Task input ->
▬▬▬
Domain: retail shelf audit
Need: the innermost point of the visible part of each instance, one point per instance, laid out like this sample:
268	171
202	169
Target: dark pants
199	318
▬▬▬
Problem details -> Transcribe the entries above exactly.

Response to the task ->
Domain: retail shelf audit
Need: the innermost point of the visible part of each instance, one point per instance, laid out like this sample:
268	171
202	169
Target: dark pants
199	318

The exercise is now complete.